_Required task_: Each entry below is to be duplicated verbatim.

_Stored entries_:
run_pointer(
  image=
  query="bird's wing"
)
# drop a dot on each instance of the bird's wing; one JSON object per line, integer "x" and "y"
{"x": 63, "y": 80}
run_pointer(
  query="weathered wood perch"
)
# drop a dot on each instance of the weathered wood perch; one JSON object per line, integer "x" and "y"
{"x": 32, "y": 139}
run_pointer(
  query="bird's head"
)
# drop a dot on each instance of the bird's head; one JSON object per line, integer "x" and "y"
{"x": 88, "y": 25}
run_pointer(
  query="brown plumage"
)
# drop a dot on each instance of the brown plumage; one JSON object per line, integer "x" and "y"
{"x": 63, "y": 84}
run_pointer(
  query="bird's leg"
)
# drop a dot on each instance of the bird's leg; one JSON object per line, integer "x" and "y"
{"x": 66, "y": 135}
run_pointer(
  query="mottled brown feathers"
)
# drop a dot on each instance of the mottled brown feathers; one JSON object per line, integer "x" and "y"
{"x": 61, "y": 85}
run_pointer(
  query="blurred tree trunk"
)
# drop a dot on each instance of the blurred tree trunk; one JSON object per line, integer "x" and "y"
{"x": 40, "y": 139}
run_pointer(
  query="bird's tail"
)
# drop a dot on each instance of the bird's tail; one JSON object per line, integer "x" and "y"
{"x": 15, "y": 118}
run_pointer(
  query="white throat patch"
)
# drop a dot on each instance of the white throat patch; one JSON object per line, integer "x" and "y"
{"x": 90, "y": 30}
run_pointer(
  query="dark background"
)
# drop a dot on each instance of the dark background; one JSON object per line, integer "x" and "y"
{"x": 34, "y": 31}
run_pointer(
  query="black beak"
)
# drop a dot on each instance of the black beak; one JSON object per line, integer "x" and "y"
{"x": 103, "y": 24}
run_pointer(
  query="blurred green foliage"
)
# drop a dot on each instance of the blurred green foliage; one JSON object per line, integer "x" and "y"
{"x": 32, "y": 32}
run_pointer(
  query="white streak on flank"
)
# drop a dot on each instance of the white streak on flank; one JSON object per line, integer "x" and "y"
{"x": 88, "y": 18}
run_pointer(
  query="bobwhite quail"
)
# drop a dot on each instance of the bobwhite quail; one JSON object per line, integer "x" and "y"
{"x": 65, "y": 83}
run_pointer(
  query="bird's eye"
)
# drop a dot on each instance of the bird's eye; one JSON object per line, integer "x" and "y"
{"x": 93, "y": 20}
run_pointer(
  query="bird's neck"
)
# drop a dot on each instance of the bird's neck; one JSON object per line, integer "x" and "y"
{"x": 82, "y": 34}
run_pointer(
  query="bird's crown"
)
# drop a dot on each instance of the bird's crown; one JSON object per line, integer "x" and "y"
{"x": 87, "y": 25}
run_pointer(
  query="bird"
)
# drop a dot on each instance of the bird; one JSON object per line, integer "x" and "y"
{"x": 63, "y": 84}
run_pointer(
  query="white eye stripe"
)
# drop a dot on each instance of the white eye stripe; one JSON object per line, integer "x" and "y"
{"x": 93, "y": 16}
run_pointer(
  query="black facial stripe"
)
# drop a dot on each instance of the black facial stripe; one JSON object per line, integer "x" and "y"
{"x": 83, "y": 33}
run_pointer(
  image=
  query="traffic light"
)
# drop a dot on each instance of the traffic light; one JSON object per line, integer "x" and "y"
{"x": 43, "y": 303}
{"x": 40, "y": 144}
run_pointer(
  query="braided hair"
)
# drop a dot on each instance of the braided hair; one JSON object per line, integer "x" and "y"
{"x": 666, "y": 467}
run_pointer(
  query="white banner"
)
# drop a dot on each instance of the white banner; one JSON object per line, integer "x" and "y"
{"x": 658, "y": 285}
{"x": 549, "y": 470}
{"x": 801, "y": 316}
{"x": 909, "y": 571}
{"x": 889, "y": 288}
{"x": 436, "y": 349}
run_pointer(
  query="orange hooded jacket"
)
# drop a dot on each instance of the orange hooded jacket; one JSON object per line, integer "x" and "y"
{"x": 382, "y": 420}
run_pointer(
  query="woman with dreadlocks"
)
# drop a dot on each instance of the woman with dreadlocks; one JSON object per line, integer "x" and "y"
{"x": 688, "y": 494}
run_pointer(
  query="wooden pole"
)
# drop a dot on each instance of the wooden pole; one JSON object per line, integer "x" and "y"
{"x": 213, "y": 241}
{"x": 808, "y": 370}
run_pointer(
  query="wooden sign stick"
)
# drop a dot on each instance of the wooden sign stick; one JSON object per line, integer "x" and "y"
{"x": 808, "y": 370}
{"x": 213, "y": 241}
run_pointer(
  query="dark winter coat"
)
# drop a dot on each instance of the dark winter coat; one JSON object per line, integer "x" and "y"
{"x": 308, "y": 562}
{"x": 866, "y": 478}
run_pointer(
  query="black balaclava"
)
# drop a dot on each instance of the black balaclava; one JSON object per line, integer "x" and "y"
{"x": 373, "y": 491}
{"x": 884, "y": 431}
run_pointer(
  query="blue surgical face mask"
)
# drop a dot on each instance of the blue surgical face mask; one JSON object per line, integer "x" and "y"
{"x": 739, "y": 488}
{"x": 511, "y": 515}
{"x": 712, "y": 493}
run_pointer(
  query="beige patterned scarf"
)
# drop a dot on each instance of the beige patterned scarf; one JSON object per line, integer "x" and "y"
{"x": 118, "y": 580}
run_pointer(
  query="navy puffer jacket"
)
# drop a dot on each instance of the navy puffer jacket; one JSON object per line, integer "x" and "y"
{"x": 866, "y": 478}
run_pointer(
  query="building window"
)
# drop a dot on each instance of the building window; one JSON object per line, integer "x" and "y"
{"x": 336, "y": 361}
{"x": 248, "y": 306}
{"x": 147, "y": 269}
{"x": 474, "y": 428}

_Task solution_:
run_pointer(
  image=
  query="bird's wing"
)
# drop a dot on each instance of the bird's wing; one JSON object per line, integer "x" and "y"
{"x": 63, "y": 80}
run_pointer(
  query="weathered wood perch"
)
# drop a dot on each instance of the weathered wood perch; one JSON object per line, integer "x" and "y"
{"x": 32, "y": 139}
run_pointer(
  query="bird's head"
)
# drop a dot on each instance of the bird's head; one JSON object per line, integer "x" and "y"
{"x": 88, "y": 25}
run_pointer(
  query="brown plumage"
)
# drop a dot on each instance of the brown plumage; one JSON object per line, integer "x" and "y"
{"x": 63, "y": 84}
run_pointer(
  query="bird's leg"
)
# drop a dot on each instance of the bird's leg; one JSON object per line, integer "x" and "y"
{"x": 66, "y": 135}
run_pointer(
  query="mottled brown feathers"
)
# drop a dot on each instance of the mottled brown feathers; one JSON object per line, integer "x" and "y"
{"x": 61, "y": 85}
run_pointer(
  query="blurred tree trunk"
)
# drop a dot on each instance of the blurred tree trunk; one JSON object per line, integer "x" and "y"
{"x": 40, "y": 139}
run_pointer(
  query="bird's tail"
)
# drop a dot on each instance of the bird's tail; one JSON object per line, integer "x" and "y"
{"x": 15, "y": 118}
run_pointer(
  query="white throat patch"
)
# drop a dot on each instance of the white throat patch; one JSON object per line, integer "x" and "y"
{"x": 90, "y": 30}
run_pointer(
  query="dark background"
)
# drop a dot on each instance of the dark background; one JSON object per line, integer "x" and "y"
{"x": 34, "y": 31}
run_pointer(
  query="black beak"
)
# drop a dot on each instance of the black beak; one JSON object per line, integer "x" and "y"
{"x": 103, "y": 24}
run_pointer(
  query="blurred green foliage"
)
# drop a dot on each instance of the blurred green foliage; one JSON object per line, integer "x" and "y"
{"x": 32, "y": 32}
run_pointer(
  query="white streak on flank"
)
# drop a dot on each instance of the white streak on flank; one JSON object per line, integer "x" and "y"
{"x": 88, "y": 18}
run_pointer(
  query="bobwhite quail"
)
# drop a dot on each instance of the bobwhite quail; one JSON object per line, integer "x" and "y"
{"x": 65, "y": 83}
run_pointer(
  query="bird's eye"
)
# drop a dot on each instance of the bird's eye; one JSON object per line, integer "x" and "y"
{"x": 93, "y": 20}
run_pointer(
  query="bird's neck"
)
# drop a dot on each instance of the bird's neck; one JSON object per line, integer "x" and "y"
{"x": 82, "y": 34}
run_pointer(
  query="bird's crown"
)
# drop a dot on each instance of the bird's crown; one JSON object per line, integer "x" and "y"
{"x": 87, "y": 25}
run_pointer(
  query="bird"
)
# drop a dot on each instance of the bird; one JSON object per line, integer "x" and "y"
{"x": 63, "y": 84}
run_pointer(
  query="white eye stripe"
)
# drop a dot on each instance of the white eye stripe; one JSON object per line, integer "x" and "y"
{"x": 93, "y": 16}
run_pointer(
  query="black facial stripe"
)
# drop a dot on each instance of the black facial stripe; one JSON object per line, integer "x" and "y"
{"x": 83, "y": 33}
run_pointer(
  image=
  query="traffic light"
)
# drop a dot on each instance of the traffic light; one JSON object per line, integer "x" and "y"
{"x": 43, "y": 303}
{"x": 40, "y": 144}
run_pointer(
  query="braided hair"
)
# drop a dot on each instance of the braided hair; one JSON object per line, integer "x" and "y"
{"x": 666, "y": 467}
run_pointer(
  query="white banner"
)
# drop a dot on each instance of the white banner; one JSON object per line, integer "x" and "y"
{"x": 658, "y": 285}
{"x": 549, "y": 470}
{"x": 801, "y": 316}
{"x": 909, "y": 571}
{"x": 889, "y": 288}
{"x": 436, "y": 349}
run_pointer(
  query="orange hooded jacket"
)
# drop a dot on each instance of the orange hooded jacket; one JSON object per line, integer "x" and "y"
{"x": 382, "y": 420}
run_pointer(
  query="woman with dreadlocks"
)
# drop a dot on each instance of the woman with dreadlocks; one JSON object per line, integer "x" and "y"
{"x": 688, "y": 494}
run_pointer(
  query="wooden pole"
)
# drop a dot on each instance of the wooden pole; one JSON object per line, integer "x" and "y"
{"x": 213, "y": 241}
{"x": 808, "y": 370}
run_pointer(
  query="wooden sign stick"
)
# drop a dot on each instance of the wooden sign stick; one JSON object per line, integer "x" and "y"
{"x": 808, "y": 370}
{"x": 213, "y": 241}
run_pointer(
  query="dark winter coat"
)
# drop a dot on each instance of the dark winter coat; one JSON object per line, integer "x" and "y"
{"x": 308, "y": 562}
{"x": 866, "y": 478}
run_pointer(
  query="black balaclava"
)
# drop a dot on each instance of the black balaclava; one JSON object per line, integer "x" and "y"
{"x": 373, "y": 491}
{"x": 884, "y": 431}
run_pointer(
  query="blue surgical face mask"
)
# drop a dot on each instance of the blue surgical face mask; one JSON object per line, integer "x" and "y"
{"x": 739, "y": 488}
{"x": 511, "y": 515}
{"x": 712, "y": 493}
run_pointer(
  query="beige patterned scarf"
)
# drop a dot on each instance of the beige patterned scarf; one JSON object per line, integer "x" and "y"
{"x": 118, "y": 580}
run_pointer(
  query="navy puffer jacket"
)
# drop a dot on each instance of the navy puffer jacket; one JSON object per line, integer "x" and "y"
{"x": 866, "y": 478}
run_pointer(
  query="building window"
)
# drop a dot on each instance of the building window; one JSON object per line, integer "x" and "y"
{"x": 336, "y": 361}
{"x": 248, "y": 306}
{"x": 147, "y": 269}
{"x": 474, "y": 428}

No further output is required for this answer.